■ **Exercise objective**
Answer these questions using the abstract below.
(a) In what year was measles declared eliminated from the United States?
(b) What period before rash onset counts as the exposure period?
(c) What share of importations from 2001-2015 occurred among US residents?

■ **Text shown**
>>>>>

Background: Measles is a highly contagious vaccine-preventable disease that can lead to serious complications. Although measles was declared eliminated from the United States in 2000, measles cases and outbreaks continue to occur each year as a result of importations of the disease from countries in which it remains endemic. We describe the epidemiology of importations of measles virus into the US during the post-elimination era.
Methods: Measles is nationally-notifiable in the US and local and state health departments report confirmed measles cases to the Centers for Disease Control and Prevention (CDC). A case is considered internationally imported if at least some of the exposure period (7-21 days before rash onset) occurred outside of the US, rash onset occurred within 21 days of entering the US, and there was no known exposure to measles in the US during that time. We describe the demographic characteristics, source regions, and vaccination status of measles importations during 2001-2015.
Results: From 2001-2015, 2,012 measles cases were reported to CDC; 535 (27%) were imported. A median of 28 importations occurred each year (range: 18-80). The median age of imported cases was 18 years (range: <1-75 years), 50% were male, 87% were unvaccinated or had unknown vaccination status, and 63% reported travel to countries in the Western Pacific and European Regions of the World Health Organization during their exposure periods. Half of all imported cases had rash onset between January and April. Overall, 62% (n=332) of importations occurred among US residents, varying from a low of 37% in 2001 to a high of 89% in 2014. One imported case occurred among a US resident too young to be vaccinated, and 15 (5%) occurred among US residents born before 1957 (presumed immune from natural disease), and thus were not vaccine preventable.
Conclusion: Importations of measles virus will continue to occur as long as measles remains endemic in many parts of the world. In the post-elimination era in the US, the majority of importations were among US residents, almost all of which were vaccine preventable. Our findings emphasize the importance of measles vaccination of individuals aged ≥6 months prior to international travel, per ACIP recommendations, and of supporting global measles control efforts.

<<<<<

(Collection entries)
>>>>>

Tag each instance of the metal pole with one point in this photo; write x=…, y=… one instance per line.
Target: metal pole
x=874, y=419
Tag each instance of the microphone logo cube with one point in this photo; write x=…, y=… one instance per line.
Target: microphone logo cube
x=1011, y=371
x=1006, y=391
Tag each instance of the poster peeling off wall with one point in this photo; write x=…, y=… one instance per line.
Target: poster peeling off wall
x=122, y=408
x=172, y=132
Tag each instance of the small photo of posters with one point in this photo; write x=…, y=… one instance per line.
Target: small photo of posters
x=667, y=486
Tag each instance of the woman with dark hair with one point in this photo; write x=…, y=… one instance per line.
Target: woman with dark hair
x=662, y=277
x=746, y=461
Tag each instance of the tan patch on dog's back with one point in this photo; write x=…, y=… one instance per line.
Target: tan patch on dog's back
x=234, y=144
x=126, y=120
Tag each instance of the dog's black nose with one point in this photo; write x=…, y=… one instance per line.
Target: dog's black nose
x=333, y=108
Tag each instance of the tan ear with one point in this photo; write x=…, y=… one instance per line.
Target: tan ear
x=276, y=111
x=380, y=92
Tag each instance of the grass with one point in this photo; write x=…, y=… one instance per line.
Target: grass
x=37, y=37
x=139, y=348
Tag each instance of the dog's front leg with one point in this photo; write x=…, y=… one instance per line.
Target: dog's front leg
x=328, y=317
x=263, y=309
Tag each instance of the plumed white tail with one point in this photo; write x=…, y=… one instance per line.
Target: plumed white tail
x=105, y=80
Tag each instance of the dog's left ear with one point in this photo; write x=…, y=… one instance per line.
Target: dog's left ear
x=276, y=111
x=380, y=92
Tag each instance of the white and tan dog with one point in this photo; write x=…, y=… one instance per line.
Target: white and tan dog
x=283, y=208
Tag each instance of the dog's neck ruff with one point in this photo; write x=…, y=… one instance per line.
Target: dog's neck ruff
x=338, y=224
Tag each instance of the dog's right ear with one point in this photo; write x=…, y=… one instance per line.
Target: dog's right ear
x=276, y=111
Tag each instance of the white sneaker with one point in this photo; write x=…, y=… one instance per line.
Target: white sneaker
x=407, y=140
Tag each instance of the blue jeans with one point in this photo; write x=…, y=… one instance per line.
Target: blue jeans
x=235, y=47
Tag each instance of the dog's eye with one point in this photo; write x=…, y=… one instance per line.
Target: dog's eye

<<<<<

■ **Answer section**
(a) 2000
(b) 7-21 days before rash onset
(c) 62% (n=332)